Stocks and index ETFs are dropping on Friday following President-elect Joe Biden’s announcement of details relating to a nearly $2 trillion stimulus plan, as well as the poor retail sales data.
Although they are attempting to rebound in the late morning session, the Dow Jones Industrial Average and the S&P 500 lost 0.8% Friday, while the Nasdaq Composite fell 0.7%.
Major stock ETFs are falling for the second consecutive day Friday with the SPDR Dow Jones Industrial Average ETF (DIA), SPDR S&P 500 ETF Trust (SPY), and Invesco QQQ Trust (QQQ) all lower just before 12:30 PM EST.
After recent gains, energy, financials, and materials were the worst-performing sectors in the S&P 500, leading to a slump in the Energy Select Sector SPDR Fund (XLE), which is down over 3% Friday. For the week, all three of the major averages have given up over 1%.
The S&P 500 alone added over 8% in the last several months with rates gaining over projections of a substantial stimulus package under Biden.
Tom Essaye, founder of The Sevens Report, said the proposal was “being met by a ‘sell the news’ reaction as markets already priced in most of what was included.”
Biden’s ‘American Rescue Plan’
Biden’s proposal, called the American Rescue Plan, involves ramping up federal unemployment payments to $400 per week and extending them through September, offering direct payments of $1,400 to many Americans, and lengthening the federal moratoriums on evictions and foreclosures through September.
The plan is also designed to bolster state and local governments by offering $350 billion in aid as well as $70 billion for Covid testing and vaccination programs. It will also boost the federal minimum wage to $15 per hour.

▶ _Directions for this task_:
Decide whether each statement agrees with the report on Friday's stock and ETF declines, answering yes or no and quoting the words of the report that settle it. 1. The Nasdaq Composite fell by a larger percentage than the Dow Jones Industrial Average on Friday. 2. The American Rescue Plan would raise the federal minimum wage to $15 per hour. 3. The plan offers direct payments of $2,000 to many Americans. The material that follows is not needed for this work.

Referring expression pointing data
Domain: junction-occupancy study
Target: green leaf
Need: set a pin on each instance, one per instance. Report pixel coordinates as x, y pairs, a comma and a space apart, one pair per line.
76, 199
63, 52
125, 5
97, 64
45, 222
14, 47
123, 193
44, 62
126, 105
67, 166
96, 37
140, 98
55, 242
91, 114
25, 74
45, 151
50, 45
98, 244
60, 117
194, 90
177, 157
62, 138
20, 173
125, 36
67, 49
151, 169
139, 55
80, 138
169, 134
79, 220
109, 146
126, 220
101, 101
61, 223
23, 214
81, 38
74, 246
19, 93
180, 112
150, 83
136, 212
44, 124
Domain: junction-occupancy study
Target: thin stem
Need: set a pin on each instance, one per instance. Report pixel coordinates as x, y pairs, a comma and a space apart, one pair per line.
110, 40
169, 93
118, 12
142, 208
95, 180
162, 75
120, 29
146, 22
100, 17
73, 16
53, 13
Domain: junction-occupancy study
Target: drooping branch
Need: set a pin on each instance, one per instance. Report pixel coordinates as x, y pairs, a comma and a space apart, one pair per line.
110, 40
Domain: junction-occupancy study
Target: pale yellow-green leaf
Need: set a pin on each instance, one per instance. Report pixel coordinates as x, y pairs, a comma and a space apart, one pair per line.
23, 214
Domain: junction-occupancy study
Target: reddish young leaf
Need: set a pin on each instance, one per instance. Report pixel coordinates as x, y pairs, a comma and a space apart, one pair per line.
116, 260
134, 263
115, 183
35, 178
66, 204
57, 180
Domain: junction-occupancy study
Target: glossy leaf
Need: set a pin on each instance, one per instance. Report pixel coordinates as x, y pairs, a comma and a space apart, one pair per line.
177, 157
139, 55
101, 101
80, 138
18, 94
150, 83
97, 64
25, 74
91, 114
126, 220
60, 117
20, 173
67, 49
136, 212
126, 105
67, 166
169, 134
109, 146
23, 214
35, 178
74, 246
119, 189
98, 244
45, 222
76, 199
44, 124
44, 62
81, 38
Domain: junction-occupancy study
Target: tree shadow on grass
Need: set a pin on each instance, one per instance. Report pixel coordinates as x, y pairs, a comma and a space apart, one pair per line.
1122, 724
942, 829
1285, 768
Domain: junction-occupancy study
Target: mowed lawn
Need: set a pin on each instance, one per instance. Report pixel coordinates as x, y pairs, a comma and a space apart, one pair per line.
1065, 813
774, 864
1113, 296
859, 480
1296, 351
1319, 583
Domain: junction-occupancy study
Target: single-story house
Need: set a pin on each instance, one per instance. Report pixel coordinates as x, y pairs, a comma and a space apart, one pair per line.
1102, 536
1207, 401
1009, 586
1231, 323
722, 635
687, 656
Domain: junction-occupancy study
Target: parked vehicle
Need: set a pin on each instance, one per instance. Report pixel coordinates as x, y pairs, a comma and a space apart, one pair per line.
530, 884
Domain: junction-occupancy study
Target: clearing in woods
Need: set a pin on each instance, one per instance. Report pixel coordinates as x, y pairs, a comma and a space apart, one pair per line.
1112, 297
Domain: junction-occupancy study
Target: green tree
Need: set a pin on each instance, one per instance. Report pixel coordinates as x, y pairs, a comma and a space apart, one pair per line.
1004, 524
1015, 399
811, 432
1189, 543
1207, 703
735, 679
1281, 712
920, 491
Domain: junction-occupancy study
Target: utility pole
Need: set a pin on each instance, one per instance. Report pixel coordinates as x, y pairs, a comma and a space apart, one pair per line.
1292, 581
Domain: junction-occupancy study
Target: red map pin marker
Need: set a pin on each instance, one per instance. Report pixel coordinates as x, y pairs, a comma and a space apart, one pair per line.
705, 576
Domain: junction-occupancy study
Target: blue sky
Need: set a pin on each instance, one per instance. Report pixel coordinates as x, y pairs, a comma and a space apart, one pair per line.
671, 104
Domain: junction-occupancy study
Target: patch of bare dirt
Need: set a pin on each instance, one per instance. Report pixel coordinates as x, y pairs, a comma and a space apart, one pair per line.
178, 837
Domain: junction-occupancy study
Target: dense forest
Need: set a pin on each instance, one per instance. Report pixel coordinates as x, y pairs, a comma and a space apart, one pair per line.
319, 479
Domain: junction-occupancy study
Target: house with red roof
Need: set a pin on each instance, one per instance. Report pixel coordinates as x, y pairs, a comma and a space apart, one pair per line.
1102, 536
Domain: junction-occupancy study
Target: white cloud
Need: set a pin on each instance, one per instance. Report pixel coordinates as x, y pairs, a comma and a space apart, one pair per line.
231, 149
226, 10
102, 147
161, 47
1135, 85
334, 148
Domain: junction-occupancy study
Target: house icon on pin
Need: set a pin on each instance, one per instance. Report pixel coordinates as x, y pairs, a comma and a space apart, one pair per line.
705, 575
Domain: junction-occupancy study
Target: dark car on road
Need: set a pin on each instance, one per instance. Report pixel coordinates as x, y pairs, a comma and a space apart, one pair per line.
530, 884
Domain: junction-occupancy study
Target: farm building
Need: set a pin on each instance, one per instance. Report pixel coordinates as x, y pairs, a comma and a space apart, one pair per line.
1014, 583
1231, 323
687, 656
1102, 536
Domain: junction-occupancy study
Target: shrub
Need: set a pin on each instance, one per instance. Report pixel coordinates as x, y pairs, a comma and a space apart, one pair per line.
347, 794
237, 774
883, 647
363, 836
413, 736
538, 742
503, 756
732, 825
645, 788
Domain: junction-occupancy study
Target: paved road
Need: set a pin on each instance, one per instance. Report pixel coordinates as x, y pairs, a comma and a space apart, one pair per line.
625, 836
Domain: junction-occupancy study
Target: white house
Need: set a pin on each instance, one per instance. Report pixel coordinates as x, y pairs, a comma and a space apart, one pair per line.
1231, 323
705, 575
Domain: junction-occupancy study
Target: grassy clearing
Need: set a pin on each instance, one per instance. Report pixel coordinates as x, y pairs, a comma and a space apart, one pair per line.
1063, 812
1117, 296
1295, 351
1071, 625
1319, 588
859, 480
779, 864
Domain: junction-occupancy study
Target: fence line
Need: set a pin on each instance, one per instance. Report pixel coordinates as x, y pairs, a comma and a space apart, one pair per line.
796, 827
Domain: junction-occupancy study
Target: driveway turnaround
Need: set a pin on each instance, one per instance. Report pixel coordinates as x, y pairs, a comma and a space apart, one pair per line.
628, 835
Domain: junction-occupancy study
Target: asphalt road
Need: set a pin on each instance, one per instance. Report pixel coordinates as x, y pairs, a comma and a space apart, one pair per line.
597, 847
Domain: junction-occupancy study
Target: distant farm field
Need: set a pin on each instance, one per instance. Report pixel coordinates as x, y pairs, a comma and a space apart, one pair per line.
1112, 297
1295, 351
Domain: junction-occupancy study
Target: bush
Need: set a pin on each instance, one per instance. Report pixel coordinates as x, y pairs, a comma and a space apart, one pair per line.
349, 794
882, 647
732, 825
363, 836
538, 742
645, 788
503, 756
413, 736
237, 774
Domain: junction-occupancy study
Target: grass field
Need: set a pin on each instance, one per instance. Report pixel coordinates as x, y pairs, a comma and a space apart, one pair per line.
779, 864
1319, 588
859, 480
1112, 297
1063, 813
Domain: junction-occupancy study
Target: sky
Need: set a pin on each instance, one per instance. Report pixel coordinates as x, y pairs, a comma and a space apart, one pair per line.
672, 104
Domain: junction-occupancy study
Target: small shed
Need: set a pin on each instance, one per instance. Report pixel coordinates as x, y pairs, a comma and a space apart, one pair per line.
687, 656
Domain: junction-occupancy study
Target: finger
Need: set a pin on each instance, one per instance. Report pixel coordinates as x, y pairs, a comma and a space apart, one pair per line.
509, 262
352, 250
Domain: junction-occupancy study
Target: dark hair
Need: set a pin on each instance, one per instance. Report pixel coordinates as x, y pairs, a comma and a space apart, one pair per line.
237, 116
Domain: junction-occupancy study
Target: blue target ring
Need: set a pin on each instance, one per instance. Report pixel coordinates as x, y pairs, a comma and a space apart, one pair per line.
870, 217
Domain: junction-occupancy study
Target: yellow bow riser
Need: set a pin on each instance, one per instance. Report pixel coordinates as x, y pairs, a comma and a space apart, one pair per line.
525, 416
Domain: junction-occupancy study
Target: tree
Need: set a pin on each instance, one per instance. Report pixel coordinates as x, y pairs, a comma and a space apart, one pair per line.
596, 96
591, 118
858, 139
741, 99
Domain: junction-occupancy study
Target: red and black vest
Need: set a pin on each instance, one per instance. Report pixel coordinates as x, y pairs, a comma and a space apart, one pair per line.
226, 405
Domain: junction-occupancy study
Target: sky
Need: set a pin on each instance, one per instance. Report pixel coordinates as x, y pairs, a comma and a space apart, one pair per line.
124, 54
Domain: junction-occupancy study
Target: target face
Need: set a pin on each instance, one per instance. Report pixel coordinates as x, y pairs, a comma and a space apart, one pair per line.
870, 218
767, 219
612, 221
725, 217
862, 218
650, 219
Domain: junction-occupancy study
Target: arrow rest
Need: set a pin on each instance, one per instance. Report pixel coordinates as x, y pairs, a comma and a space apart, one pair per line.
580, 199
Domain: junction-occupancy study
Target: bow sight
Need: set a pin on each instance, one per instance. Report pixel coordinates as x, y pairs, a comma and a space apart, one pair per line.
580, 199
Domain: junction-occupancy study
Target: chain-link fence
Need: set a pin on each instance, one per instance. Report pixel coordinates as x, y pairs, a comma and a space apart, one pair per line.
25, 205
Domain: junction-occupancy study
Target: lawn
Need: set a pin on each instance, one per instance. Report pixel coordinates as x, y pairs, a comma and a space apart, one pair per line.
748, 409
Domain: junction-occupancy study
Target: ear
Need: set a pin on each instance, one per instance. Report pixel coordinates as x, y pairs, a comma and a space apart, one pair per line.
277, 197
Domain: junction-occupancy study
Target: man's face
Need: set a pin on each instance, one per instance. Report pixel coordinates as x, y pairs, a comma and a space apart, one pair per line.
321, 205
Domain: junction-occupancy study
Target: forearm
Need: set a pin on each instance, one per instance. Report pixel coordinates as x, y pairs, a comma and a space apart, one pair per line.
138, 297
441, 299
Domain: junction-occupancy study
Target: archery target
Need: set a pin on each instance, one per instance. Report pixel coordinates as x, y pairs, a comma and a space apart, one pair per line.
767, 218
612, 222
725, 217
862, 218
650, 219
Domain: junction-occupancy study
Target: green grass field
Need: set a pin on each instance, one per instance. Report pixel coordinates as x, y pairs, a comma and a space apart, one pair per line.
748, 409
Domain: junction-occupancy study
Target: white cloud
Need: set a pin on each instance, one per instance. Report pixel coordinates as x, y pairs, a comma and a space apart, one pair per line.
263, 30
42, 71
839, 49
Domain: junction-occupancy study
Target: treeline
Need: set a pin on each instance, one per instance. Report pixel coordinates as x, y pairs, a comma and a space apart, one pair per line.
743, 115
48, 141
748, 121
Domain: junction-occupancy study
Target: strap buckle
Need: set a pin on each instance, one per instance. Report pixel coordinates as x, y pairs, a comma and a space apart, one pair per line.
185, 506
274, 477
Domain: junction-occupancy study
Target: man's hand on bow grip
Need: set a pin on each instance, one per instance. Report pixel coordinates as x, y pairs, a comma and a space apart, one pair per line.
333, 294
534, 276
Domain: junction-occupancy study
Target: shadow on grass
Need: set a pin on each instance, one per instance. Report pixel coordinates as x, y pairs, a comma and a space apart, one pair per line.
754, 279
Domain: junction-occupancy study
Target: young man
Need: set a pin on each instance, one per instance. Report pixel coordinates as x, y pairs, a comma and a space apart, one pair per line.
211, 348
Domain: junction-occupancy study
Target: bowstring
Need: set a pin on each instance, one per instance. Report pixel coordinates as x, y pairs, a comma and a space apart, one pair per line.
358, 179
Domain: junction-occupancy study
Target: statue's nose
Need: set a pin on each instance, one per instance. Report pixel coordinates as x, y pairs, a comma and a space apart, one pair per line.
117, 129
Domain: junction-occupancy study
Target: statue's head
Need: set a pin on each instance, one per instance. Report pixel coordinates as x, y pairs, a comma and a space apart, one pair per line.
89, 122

▶ _Task answer_:
1. No: "the Dow Jones Industrial Average and the S&P 500 lost 0.8% Friday, while the Nasdaq Composite fell 0.7%."
2. Yes: "It will also boost the federal minimum wage to $15 per hour."
3. No: "offering direct payments of $1,400 to many Americans"